:: TEXTE À LIRE
C’est la recherche de raccourcis. Il y aurait ainsi une « fast psychologie » comme il y a des fast-foods. Peut-on dire que la défense du concept d’inconscient, c’est la défense de la complexité et de la durée ?

Absolument. Freud a fait l’hypothèse de l’inconscient, puisqu’on en voit des manifestations, comme le rêve, le lapsus ou le symptôme névrotique. Il a créé quelque chose qu’il a appelé l’inconscient et qui, dès le départ, est une impasse féconde. Quelque chose qui oblige à penser. Un de mes collègues, Claude Le Guen, y voit une « aporie ». Un peu comme Heidegger avait défini « l’aporie de la mort » ; une situation qui nous oblige à penser, à sortir de l’impasse par un dépassement. ­L’aporie de l’inconscient est que, par définition, on ne sait pas ce qu’il est, sinon il ne serait plus inconscient. Il s’en dégage une série de concepts marqués eux-mêmes par des restes d’aporie. Je citerai un ­exemple : le refoulement. Il y a une partie que l’on connaît, liée à ses échecs, ce sont ses manifestations, mais persiste une partie inconnue et qu’on ne peut ­connaître. L’écart entre la théorie et la clinique, écart théorico-pratique, ne rend jamais complètement compte de la clinique (de l’hypercomplexité du psychisme). C’est ce qui permet au patient de disposer d’un espace de liberté. La théorie ne le soumet pas, la psychanalyse ne peut pas formater l’individu. Les analystes ne sont pas des techniciens. Il n’y a pas de recette. La cure analytique est une recherche, et il n’y a pas de cure analytique qui ne soit une recherche originale et unique.
::::
CONSIGNE A: D'après le texte sur l'inconscient, quel concept est cité en exemple d'une notion elle-même marquée par des restes d'aporie ?
CONSIGNE B: Extrayez du texte sur l'inconscient le passage compris entre « C’est la recherche » et « de la durée ? », ces deux segments inclus.
CONSIGNE C: Poursuivez le texte sur l'inconscient et la cure analytique à partir de sa dernière phrase.
:: MATÉRIEL D'ÉTUDE
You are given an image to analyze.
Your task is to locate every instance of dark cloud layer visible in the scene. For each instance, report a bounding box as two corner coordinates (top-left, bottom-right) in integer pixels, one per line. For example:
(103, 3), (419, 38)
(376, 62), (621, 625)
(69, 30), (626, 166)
::::
:: MATÉRIEL D'ÉTUDE
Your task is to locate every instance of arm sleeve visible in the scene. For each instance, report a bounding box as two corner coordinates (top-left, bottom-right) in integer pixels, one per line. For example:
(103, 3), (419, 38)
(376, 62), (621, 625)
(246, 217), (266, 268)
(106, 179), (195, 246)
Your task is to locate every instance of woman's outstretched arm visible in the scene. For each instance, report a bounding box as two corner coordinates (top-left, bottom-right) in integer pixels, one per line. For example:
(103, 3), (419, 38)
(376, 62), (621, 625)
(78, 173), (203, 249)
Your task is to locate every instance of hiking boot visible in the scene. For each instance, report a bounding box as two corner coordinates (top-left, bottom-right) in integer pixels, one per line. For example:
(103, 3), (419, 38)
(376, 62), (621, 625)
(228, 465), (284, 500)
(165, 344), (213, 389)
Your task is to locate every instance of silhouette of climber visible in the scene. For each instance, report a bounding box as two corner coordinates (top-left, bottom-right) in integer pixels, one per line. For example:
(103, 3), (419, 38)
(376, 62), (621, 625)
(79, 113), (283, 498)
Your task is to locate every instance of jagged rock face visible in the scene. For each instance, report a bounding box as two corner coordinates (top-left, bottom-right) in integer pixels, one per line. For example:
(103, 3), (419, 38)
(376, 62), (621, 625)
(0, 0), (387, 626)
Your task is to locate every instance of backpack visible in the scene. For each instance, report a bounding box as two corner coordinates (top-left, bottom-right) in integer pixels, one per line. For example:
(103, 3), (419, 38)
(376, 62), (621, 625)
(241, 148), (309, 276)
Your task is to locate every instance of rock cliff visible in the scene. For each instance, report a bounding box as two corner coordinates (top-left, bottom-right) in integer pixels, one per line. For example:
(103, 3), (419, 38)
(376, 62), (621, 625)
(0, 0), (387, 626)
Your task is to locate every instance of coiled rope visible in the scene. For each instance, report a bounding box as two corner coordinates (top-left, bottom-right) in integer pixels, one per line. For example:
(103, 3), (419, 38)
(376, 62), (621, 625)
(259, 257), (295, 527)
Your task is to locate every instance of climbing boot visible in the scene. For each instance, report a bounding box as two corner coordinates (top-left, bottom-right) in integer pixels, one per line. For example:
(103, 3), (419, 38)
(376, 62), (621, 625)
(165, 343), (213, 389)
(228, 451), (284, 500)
::::
:: MATÉRIEL D'ÉTUDE
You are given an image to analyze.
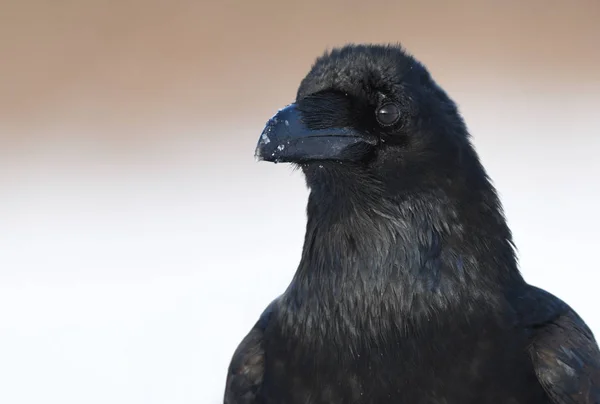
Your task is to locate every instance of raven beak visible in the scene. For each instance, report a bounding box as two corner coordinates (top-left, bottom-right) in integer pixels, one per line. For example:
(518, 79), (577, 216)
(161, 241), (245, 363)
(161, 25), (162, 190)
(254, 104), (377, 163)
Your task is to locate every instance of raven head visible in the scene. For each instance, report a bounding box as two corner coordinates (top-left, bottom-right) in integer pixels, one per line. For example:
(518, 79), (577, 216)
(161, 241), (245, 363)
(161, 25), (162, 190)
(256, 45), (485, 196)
::::
RÉPONSE A: Le refoulement.

RÉPONSE B:
C’est la recherche de raccourcis. Il y aurait ainsi une « fast psychologie » comme il y a des fast-foods. Peut-on dire que la défense du concept d’inconscient, c’est la défense de la complexité et de la durée ?

RÉPONSE C:
N’est-ce pas l’appât du gain, et d’un gain rapide, qui commande les théories qui prétendent ­privilégier l’immédiateté du résultat ?

Je crois que, dans l’ensemble, ces psychothérapeutes auxquels on va donner un statut croient sincèrement en ce qu’ils font. Leur motivation serait plutôt, peut-être, la recherche de la toute-puissance. L’illusion que l’on peut obtenir un résultat immédiat et total. Mais leurs échecs seront repris par des traitements médicamenteux enrichissant les laboratoires pharmaceutiques, qui, eux, sont mus par l’appât du gain. Ce qui fait déjà que nous sommes dans un pays de surconsommation ­d’anti­dépresseurs, par exemple.

La psychanalyse a donc quelque chose à dire de notre société.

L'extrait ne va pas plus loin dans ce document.